TRY IT:
Send back the records in full, character for character.

Free-text object descriptions:
_ _ _ _ _ _ _

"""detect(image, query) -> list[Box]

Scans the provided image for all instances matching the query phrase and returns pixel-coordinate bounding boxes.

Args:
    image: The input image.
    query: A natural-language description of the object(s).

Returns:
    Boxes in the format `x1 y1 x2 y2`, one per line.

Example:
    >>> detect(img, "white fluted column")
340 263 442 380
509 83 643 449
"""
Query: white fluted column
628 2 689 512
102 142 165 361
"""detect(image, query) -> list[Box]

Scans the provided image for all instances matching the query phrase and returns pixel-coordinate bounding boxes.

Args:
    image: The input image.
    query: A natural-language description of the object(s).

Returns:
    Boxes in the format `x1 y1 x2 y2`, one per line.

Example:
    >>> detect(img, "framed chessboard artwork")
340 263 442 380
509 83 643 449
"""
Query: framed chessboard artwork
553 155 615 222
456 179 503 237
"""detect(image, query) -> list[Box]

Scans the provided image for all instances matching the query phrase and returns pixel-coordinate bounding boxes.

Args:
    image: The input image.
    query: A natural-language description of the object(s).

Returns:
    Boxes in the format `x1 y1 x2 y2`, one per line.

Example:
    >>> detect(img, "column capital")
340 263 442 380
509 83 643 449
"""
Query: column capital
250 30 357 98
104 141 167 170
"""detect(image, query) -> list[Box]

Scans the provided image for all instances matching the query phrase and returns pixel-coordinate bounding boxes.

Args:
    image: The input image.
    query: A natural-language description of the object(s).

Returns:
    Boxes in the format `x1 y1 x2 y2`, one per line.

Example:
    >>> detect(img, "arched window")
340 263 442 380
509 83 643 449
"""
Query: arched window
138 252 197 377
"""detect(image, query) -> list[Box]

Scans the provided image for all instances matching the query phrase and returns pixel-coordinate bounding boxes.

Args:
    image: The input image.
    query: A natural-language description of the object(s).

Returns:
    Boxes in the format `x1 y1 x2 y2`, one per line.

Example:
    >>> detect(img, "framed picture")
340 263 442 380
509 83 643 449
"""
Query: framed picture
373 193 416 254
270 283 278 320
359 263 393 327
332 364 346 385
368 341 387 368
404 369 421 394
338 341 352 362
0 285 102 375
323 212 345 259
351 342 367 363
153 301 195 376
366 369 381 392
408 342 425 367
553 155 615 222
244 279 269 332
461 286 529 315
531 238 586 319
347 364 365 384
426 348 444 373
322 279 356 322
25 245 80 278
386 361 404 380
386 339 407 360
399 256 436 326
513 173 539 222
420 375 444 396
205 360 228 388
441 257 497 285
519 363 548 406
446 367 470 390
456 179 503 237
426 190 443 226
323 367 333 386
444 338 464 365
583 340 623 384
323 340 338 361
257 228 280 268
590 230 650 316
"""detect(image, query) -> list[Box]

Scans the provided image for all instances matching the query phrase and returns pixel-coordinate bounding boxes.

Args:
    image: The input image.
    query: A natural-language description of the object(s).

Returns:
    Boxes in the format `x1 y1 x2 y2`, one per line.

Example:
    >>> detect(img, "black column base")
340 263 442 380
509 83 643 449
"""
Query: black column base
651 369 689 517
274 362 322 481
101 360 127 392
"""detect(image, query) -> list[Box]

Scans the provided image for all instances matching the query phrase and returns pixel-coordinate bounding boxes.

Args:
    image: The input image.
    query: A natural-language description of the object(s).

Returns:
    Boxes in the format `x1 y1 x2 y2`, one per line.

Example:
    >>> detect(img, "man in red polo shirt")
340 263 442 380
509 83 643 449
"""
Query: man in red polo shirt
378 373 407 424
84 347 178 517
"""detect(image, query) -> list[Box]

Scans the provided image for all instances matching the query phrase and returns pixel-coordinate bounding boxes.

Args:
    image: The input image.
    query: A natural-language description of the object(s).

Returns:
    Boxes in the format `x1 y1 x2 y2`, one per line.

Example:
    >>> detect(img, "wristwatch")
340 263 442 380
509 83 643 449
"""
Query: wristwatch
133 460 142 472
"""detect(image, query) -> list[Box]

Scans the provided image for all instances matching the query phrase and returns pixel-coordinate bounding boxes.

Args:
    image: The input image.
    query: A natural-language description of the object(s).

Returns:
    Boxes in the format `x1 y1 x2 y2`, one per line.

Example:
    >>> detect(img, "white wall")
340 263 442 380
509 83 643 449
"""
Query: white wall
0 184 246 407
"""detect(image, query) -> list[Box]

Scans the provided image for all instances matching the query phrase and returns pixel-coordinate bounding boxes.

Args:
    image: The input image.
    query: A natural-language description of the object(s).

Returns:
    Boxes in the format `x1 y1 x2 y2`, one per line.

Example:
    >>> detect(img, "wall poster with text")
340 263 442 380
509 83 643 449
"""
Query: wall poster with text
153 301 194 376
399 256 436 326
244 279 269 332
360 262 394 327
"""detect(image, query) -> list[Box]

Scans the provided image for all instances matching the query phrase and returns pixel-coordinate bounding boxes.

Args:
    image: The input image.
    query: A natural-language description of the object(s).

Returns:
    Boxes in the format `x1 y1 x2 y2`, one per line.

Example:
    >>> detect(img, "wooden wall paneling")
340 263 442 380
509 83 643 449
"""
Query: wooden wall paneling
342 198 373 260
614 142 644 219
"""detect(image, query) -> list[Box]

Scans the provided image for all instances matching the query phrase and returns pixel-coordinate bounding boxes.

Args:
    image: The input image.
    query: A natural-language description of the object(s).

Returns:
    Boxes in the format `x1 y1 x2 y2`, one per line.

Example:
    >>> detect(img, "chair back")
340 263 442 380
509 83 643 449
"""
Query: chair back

_ _ _ _ _ _ _

EXERCISE OUTPUT:
"""detect(image, query) -> list[Box]

Scans the provided image for all instances matching the query phrase and returns pixel-coordinate bounding boxes.

Args:
    image: The input image.
    query: A natural-language description of the object(s).

Returns:
    Boxes in the format `x1 y1 x2 y2`, one per line.

Example:
    >>> detect(img, "white fluted column")
340 263 442 380
509 83 643 449
"""
Query: white fluted column
628 2 689 512
102 142 165 361
"""detect(image, query) -> list[Box]

Scans the provided image for all instances matching the query phrase and returns pixel-coordinate bounding boxes.

Args:
    image: The input image.
    query: A natural-language description of the object(s).

Returns:
    Boxes in the format `x1 y1 x2 y2`, one per line.

Example:
    >>> detect(img, "framed chessboard artwork")
340 263 442 380
509 83 643 449
"""
Query: framed chessboard artwork
553 155 615 222
456 179 503 237
"""detect(image, query) -> list[Box]

Scans the provided image for all instances matching the query phrase and returns pixel-coordinate bounding boxes.

Args:
    image: The input image.
    query: A natural-language description of the object(s).

Returns:
    Boxes in the format `x1 y1 x2 y2`, one per line.

Example:
    >>> detect(img, "column capital")
340 263 442 380
509 83 643 449
"""
Query: column capital
250 30 357 98
104 141 167 170
"""detect(image, query) -> list[Box]

Scans the provided image for all instances matching the query phrase and returns pixel-coordinate bounding boxes.

Args:
    image: The input image.
    query: A natural-language description of the object(s).

Returns:
    Boxes in the format `x1 y1 x2 y2`, one per line.

Example:
    >>> detect(img, "arched window")
340 263 442 380
509 83 643 449
"""
Query: arched window
138 252 197 377
"""detect(image, query) -> list[Box]

Scans the provided image for all instances matching the query phrase and returns pixel-coordinate bounding boxes.

Args:
    image: The input image.
    query: A natural-language description of the object(s).

Returns:
    Boxes in the format `x1 y1 x2 y2`, one per line.

Example:
    >>> detect(img, "framed picture")
340 263 442 380
509 83 643 449
"""
Query: framed picture
373 193 416 254
270 283 278 320
359 263 393 327
332 364 346 385
368 341 387 368
404 369 421 394
338 341 352 362
0 285 102 375
323 212 345 259
351 342 367 363
153 301 195 376
366 369 381 392
408 342 425 367
553 155 615 222
244 279 269 332
461 286 529 315
531 238 586 319
347 364 365 384
426 348 444 373
322 279 356 322
25 245 80 278
386 361 404 380
386 339 407 360
399 256 436 326
513 173 539 222
420 375 444 396
205 360 228 388
441 257 497 285
519 363 548 406
446 367 470 390
456 179 503 237
426 190 443 226
323 367 333 386
444 338 464 365
583 340 623 384
323 340 338 361
257 228 280 268
590 230 650 316
"""detect(image, query) -> list[Box]

Scans the provided image for all instances matching the query phrase and returns pixel-coordinate bounding boxes.

Args:
    image: The input image.
    query: A natural-language description of the object(s).

Returns:
    Boxes in the format `x1 y1 x2 y2`, one per line.

Example:
    >>> detect(img, "black column base")
340 263 442 380
509 83 643 449
"""
Query: black column base
651 369 689 517
274 362 322 481
101 360 127 392
"""detect(image, query) -> list[Box]

Scans the provided image for all instances matching the query phrase and returns pixel-coordinate bounding boxes.

Args:
    image: The input image.
    query: A natural-language description of the object(s).

Returns:
    Boxes in the format `x1 y1 x2 y2`, one per line.

Example:
    >>> detect(img, "man in red polo shirt")
340 263 442 380
509 83 643 449
"""
Query: man in red polo shirt
378 373 407 424
84 347 178 517
"""detect(image, query) -> list[Box]

Scans the provided image for all instances matching the query phrase and returns pixel-coordinate bounding boxes.

Args:
    image: The input image.
    query: A natural-language description of the object(s).

Returns:
    Boxes in the format `x1 y1 x2 y2`, one per line.

Example:
    >>> detect(img, "wristwatch")
340 263 442 380
509 83 643 449
"""
Query: wristwatch
133 460 142 472
"""detect(image, query) -> list[Box]

Scans the provided image for all instances matching the query phrase and returns pixel-coordinate bounding boxes.

Args:
    image: The input image.
    query: A natural-language description of the object(s).

Returns:
    Boxes in the format `x1 y1 x2 y2`, one per line.

Example:
    >>> detect(img, "white wall")
340 263 442 380
509 83 643 449
"""
Query: white wall
0 184 246 407
"""detect(image, query) -> list[Box]

Scans the provided image for all instances matching the query phrase and returns pixel-coordinate bounding boxes.

Args:
    image: The input image.
    query: A natural-language description of the object(s).

Returns:
    Boxes in the format `x1 y1 x2 y2`, one per line.

Example:
    >>> detect(img, "wall poster with text")
340 263 442 380
509 83 643 449
"""
Query: wall poster with text
153 301 194 376
399 256 436 326
244 279 269 332
360 262 394 327
"""detect(image, query) -> list[Box]

Scans the provided image for all instances matching the query phrase and returns pixel-coordinate bounding boxes.

Args:
    image: The input image.
    query: A natural-language description of the object(s).

Returns:
    Boxes in the format `x1 y1 x2 y2`, one per line.

Example:
    >>> detect(img, "wooden wall paneling")
340 263 442 380
509 83 643 449
"""
Query: wooden wall paneling
342 198 373 260
614 142 644 219
"""detect(image, query) -> list[Box]

Scans the provided image for all instances matching the query phrase and returns pixel-coordinate bounding boxes.

Args:
    image: The input image.
    query: A natural-language description of the object(s).

Returns:
    Boxes in the format `x1 y1 x2 y2`, one per line.

Example:
    >>> detect(img, "chair back")
340 263 442 380
509 83 643 449
"""
Query: chair back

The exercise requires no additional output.